:: LISTED RECORDS ::

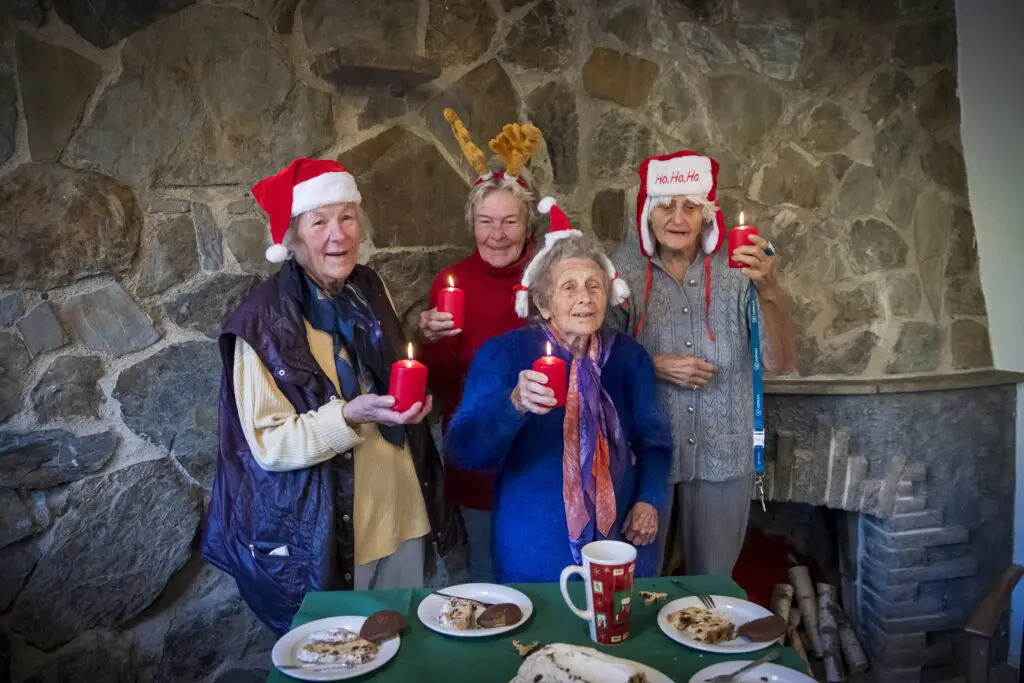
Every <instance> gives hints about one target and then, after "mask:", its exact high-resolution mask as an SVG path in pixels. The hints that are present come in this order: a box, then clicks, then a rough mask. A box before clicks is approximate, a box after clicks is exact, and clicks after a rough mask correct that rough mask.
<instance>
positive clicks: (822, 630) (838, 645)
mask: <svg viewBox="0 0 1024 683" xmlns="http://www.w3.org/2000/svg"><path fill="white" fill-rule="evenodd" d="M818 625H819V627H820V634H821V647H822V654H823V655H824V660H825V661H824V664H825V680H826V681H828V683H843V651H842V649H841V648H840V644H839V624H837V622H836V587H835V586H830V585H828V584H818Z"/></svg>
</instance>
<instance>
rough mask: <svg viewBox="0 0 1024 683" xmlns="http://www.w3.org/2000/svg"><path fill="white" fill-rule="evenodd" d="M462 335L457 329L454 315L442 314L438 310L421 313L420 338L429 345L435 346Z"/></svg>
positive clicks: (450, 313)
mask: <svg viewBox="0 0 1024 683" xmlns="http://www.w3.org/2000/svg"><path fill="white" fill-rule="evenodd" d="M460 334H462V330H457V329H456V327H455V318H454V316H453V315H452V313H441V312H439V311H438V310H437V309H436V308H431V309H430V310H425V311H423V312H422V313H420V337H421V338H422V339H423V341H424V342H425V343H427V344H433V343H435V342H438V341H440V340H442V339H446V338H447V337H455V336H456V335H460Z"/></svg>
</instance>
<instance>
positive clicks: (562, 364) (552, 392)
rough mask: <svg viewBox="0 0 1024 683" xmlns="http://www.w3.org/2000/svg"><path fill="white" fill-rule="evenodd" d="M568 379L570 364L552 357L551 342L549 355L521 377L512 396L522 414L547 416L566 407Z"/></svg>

:::

WORK ITEM | Leaving the pictures aside, write out the entries above exactly.

RESPONSE AREA |
Every <instance> gives hints about one target and then, after "mask:", its exact high-resolution mask as an SVG path in pixels. The hints that are present come in this order: a box, then clicks, then a rough mask. A box before clicks is approximate, a box after clicks is exact, and clicks after a rough mask correct that rough mask.
<instance>
positive clicks: (822, 630) (838, 645)
mask: <svg viewBox="0 0 1024 683" xmlns="http://www.w3.org/2000/svg"><path fill="white" fill-rule="evenodd" d="M818 625H819V627H820V634H821V647H822V654H823V655H824V660H825V661H824V664H825V680H826V681H828V683H843V651H842V649H841V648H840V644H839V624H837V622H836V587H835V586H830V585H828V584H818Z"/></svg>
</instance>
<instance>
rough mask: <svg viewBox="0 0 1024 683" xmlns="http://www.w3.org/2000/svg"><path fill="white" fill-rule="evenodd" d="M462 335L457 329L454 315L442 314L438 310L421 313L420 338L429 345L435 346Z"/></svg>
positive clicks: (450, 313)
mask: <svg viewBox="0 0 1024 683" xmlns="http://www.w3.org/2000/svg"><path fill="white" fill-rule="evenodd" d="M460 334H462V330H457V329H456V327H455V318H454V316H453V315H452V313H441V312H439V311H438V310H437V309H436V308H431V309H430V310H425V311H423V312H422V313H420V337H421V338H422V339H423V341H424V342H425V343H427V344H433V343H435V342H438V341H440V340H442V339H446V338H447V337H455V336H456V335H460Z"/></svg>
</instance>
<instance>
positive clicks: (562, 364) (552, 392)
rough mask: <svg viewBox="0 0 1024 683" xmlns="http://www.w3.org/2000/svg"><path fill="white" fill-rule="evenodd" d="M568 379L570 364L552 357L551 342L549 355L521 377L512 396L522 414L547 416L566 407Z"/></svg>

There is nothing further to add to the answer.